====== Selected text ======

LangChain Integration¶

Overview¶

The LangChainCallback tracks costs across all LLM calls in a LangChain chain or agent. Budget is checked before each LLM call and usage is logged after.

Setup¶

from langchain_openai import ChatOpenAI
from llm_toll import LangChainCallback

handler = LangChainCallback(project="my-chain", max_budget=10.0)
llm = ChatOpenAI(model="gpt-4o", callbacks=[handler])

# All calls through this LLM instance are tracked
result = llm.invoke("Hello")

Parameters¶

Parameter	Type	Default	Description
`project`	`str`	`"default"`	Project name for grouping usage
`max_budget`	`float \\| None`	`None`	Hard budget cap in USD
`store`	`BaseStore \\| None`	`None`	Custom store instance (defaults to shared store)

======

# Problem 1
According to the LangChain integration page, when is the budget checked?
# Problem 2
Rewrite everything from "Parameters¶" down to "to shared store)" in the LangChain integration page, replacing "Hard budget cap" with "Maximum spending limit".
# Problem 3
Continue the LangChain integration page from where it stops.
You won't need the rows for anything here.

====== Input data ======

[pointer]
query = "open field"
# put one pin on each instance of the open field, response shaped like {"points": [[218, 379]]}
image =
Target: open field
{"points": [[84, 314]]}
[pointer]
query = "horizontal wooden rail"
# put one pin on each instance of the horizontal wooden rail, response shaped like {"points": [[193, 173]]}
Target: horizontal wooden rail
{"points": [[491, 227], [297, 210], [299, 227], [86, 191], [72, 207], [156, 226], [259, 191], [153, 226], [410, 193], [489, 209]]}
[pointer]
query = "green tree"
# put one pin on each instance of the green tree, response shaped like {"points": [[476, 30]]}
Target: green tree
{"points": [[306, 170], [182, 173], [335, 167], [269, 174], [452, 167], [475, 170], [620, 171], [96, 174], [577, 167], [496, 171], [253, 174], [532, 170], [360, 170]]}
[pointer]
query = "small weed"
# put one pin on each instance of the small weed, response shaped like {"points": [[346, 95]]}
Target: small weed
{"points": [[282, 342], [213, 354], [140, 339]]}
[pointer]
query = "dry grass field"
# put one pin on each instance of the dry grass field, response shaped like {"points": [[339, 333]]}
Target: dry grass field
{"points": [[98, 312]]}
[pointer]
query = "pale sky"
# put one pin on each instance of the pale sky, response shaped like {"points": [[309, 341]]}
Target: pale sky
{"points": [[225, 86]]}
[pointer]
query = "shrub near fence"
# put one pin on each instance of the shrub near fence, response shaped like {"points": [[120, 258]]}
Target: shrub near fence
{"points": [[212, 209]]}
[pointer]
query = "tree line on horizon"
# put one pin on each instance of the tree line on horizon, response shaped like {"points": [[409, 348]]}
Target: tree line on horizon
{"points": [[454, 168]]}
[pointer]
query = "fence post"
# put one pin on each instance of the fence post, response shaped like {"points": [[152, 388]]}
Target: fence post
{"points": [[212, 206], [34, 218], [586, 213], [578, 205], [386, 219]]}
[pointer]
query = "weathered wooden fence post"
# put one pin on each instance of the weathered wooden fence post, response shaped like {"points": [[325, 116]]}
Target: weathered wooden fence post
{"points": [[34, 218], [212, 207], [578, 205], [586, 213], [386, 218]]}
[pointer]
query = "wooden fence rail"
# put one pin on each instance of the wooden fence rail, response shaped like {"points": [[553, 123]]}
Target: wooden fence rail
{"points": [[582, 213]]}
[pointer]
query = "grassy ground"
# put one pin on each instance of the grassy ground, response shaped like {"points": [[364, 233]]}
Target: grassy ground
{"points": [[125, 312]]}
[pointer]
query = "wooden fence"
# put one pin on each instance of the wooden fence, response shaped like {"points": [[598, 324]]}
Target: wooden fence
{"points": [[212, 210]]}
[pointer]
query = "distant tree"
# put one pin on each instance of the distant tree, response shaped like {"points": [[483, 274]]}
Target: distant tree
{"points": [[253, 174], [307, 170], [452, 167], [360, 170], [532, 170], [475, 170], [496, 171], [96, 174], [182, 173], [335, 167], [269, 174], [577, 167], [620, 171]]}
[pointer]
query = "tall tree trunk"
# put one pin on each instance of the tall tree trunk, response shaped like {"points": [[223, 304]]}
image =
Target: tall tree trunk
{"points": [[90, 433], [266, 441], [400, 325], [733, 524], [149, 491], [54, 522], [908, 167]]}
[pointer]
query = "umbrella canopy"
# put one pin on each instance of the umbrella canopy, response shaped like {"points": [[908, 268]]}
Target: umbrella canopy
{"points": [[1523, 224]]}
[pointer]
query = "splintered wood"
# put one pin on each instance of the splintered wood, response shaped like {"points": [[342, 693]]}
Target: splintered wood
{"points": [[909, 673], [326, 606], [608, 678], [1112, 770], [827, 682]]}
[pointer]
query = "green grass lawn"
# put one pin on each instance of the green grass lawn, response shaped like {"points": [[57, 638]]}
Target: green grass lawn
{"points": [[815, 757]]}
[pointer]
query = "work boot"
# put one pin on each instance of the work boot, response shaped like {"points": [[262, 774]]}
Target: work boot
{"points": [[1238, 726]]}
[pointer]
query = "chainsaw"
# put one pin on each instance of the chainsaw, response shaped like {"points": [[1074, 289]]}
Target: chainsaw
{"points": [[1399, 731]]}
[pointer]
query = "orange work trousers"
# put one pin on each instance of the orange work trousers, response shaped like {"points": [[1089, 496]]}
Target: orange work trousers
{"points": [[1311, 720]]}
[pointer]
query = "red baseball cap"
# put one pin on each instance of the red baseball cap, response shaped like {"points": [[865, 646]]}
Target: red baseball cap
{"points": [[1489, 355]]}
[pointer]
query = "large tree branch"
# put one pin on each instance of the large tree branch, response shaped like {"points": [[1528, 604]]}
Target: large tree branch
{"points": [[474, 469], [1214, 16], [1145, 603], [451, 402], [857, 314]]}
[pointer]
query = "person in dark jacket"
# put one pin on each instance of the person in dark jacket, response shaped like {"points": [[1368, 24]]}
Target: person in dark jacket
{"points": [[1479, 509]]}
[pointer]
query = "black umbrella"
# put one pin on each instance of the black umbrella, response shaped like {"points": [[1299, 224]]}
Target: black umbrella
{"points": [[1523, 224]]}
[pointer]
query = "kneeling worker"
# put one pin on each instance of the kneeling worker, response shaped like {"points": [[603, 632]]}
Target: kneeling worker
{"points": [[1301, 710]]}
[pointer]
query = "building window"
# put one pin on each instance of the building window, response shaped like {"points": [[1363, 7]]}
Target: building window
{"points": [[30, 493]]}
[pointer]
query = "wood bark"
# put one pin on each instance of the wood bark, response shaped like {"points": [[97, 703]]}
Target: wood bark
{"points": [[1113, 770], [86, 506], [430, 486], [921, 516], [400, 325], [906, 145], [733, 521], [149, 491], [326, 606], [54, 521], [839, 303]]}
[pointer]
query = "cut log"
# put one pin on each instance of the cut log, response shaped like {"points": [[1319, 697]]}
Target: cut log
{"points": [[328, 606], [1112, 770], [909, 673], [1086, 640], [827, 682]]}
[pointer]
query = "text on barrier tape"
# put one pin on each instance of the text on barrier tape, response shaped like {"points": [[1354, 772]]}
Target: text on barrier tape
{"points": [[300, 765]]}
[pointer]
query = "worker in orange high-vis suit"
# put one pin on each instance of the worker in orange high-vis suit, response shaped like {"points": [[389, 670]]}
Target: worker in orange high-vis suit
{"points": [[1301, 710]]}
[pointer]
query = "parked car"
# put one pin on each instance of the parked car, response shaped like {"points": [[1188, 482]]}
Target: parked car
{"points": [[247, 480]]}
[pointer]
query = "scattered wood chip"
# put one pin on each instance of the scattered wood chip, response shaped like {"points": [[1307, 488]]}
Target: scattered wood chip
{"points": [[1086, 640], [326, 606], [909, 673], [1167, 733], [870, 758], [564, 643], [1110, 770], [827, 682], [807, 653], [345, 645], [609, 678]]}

======

# Exercise output 1
Before each LLM call.

# Exercise output 2
Parameters¶

Parameter	Type	Default	Description
`project`	`str`	`"default"`	Project name for grouping usage
`max_budget`	`float \\| None`	`None`	Maximum spending limit in USD
`store`	`BaseStore \\| None`	`None`	Custom store instance (defaults to shared store)

# Exercise output 3
`reporter`	`CostReporter \\| None`	`None`	Custom reporter instance

Callback Methods¶

`on_llm_start(serialized, prompts, **kwargs)`¶

Called before the LLM executes. If max_budget is set, checks the accumulated cost for the project and raises BudgetExceededError if the budget is exceeded.

`on_llm_end(response, **kwargs)`¶

Called after a successful LLM completion. Extracts token usage from LangChain's LLMResult.llm_output:

Model name from llm_output["model_name"]
Input tokens from llm_output["token_usage"]["prompt_tokens"]
Output tokens from llm_output["token_usage"]["completion_tokens"]

Calculates cost and logs usage to the store.

`on_llm_error(error, **kwargs)`¶

Called after a failed LLM call. No-op -- failed calls are not tracked.

Budget Enforcement¶

Unlike the LiteLLM callback, the LangChain callback checks budget before each LLM call:

handler = LangChainCallback(project="my-chain", max_budget=5.0)
llm = ChatOpenAI(model="gpt-4o", callbacks=[handler])

try:
    result = llm.invoke("Hello")
except BudgetExceededError as e:
    print(f"Budget exceeded: ${e.current_cost:.4f} >= ${e.max_budget:.4f}")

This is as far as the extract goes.